Psychology & Routine
Consistency is a routine, not a mood. These small guardrails keep your decision-making clean.
- Pre-market checklist must be completed before any order is placed; if interrupted, restart the checklist.
- Limit screens to core charts (Daily, 1H, 15m, 5m, 1m, DOM/T&S if used); hide P&L during live trading.
- If you break a rule, go flat immediately and write the rule you broke plus how to prevent it next time.
- End-of-day reset: export executions, annotate two charts, and plan one scenario for tomorrow—bullish and bearish.
Sharline FX Playbook & Strategy: How He Actually Trades
Market Focus & Sessions
Sharline keeps things simple by specializing, which makes decisions faster and cleaner. This section shows exactly what he trades, when he trades it, and how he frames the day so you can copy the time blocks and focus.
- Primary instrument: US30 (Dow) via CFDs or futures; secondary: XAUUSD during strong dollar days.
- Trading windows: pre-NY 8:30–9:25 ET (data drive), cash open 9:30–11:00 ET, and power hour 15:00–16:00 ET; flat mid-day unless range expansion continues.
- Directional bias comes from the Daily and 1H structure; intraday execution on 5m/1m.
- If 15m ATR(14) is below its 6-month median, treat it as a range day and favor mean reversion; if above, look for trend continuation.
Pre-Market Mapping
Before a single click, Sharline maps the battlefield. You’ll mark levels and create a one-line plan so every later decision has context.
- Plot HTF levels: prior day high/low (PDH/PDL), overnight high/low (ONH/ONL), weekly open, and nearest 1H supply/demand zone.
- Anchor VWAP to the session and add standard deviations ±1/±2 for stretch targets.
- Identify “impulse origin” candles on 15m (last strong candle before a move) to use as mitigation blocks.
- One-liner plan example: “Bullish above ONH into PDH; bearish below ONL to PDL; favor VWAP reclaims over fresh breakouts.”
A-Setups Sharline Pulls the Trigger On
These are the only patterns that pose risk. You’ll see the exact entry, invalidation, and management, so there’s no guesswork.

Exercise set
a – Decide whether each statement agrees with the trading playbook text: (i) XAUUSD is the primary instrument traded. (ii) P&L is to be hidden during live trading. (iii) When 15m ATR(14) is below its 6-month median, trend continuation is favored. Answer yes or no for each, quoting the deciding words of the text.
b – Transcribe the part of the trading playbook text that opens with the words "- If you break" and closes with "strong dollar days.".

Supplied data
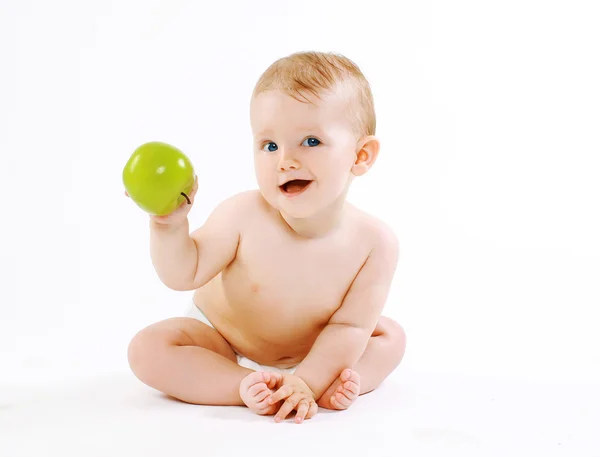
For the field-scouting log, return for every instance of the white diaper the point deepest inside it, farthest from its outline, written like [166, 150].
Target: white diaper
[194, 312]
==
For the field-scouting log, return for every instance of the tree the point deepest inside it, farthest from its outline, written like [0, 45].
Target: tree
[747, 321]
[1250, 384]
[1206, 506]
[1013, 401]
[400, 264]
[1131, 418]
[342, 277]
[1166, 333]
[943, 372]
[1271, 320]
...
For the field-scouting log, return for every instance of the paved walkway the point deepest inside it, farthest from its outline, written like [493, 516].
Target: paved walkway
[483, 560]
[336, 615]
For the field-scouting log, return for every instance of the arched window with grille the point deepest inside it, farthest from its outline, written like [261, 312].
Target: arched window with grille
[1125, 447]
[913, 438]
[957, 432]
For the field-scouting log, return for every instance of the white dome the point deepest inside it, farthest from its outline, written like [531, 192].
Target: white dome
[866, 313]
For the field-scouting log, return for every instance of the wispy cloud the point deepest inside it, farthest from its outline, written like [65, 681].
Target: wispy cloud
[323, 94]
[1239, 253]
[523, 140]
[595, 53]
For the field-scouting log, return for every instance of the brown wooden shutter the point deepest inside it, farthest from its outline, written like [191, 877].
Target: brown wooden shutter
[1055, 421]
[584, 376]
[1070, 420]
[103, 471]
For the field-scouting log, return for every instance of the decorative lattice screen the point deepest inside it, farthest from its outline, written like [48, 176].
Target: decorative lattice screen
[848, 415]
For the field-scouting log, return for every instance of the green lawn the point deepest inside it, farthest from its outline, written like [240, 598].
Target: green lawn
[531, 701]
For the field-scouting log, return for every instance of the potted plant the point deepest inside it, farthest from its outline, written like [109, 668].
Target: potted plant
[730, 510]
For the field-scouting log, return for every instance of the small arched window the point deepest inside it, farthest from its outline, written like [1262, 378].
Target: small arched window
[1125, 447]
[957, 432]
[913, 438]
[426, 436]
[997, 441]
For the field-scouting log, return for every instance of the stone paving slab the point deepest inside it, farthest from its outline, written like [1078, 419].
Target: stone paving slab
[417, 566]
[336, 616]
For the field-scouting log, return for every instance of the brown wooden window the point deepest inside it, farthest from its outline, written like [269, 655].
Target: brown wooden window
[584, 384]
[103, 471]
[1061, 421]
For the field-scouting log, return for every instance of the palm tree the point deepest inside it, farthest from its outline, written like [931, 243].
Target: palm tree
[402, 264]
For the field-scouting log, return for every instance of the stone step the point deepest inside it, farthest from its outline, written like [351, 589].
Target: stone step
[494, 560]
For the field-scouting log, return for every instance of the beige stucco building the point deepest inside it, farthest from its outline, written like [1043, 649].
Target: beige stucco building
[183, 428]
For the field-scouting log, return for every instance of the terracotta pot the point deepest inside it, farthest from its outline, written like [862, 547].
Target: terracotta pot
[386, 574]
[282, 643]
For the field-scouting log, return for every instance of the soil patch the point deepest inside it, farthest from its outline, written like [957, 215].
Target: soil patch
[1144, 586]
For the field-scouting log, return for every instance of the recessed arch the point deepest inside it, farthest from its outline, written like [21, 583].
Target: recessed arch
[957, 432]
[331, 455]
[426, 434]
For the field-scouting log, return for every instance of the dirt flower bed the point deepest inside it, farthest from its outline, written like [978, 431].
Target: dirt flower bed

Worked answers
a –
(i) No: "Primary instrument: US30 (Dow) via CFDs or futures; secondary: XAUUSD during strong dollar days."
(ii) Yes: "hide P&L during live trading."
(iii) No: "If 15m ATR(14) is below its 6-month median, treat it as a range day and favor mean reversion."

b –
- If you break a rule, go flat immediately and write the rule you broke plus how to prevent it next time.
- End-of-day reset: export executions, annotate two charts, and plan one scenario for tomorrow—bullish and bearish.
Sharline FX Playbook & Strategy: How He Actually Trades
Market Focus & Sessions
Sharline keeps things simple by specializing, which makes decisions faster and cleaner. This section shows exactly what he trades, when he trades it, and how he frames the day so you can copy the time blocks and focus.
- Primary instrument: US30 (Dow) via CFDs or futures; secondary: XAUUSD during strong dollar days.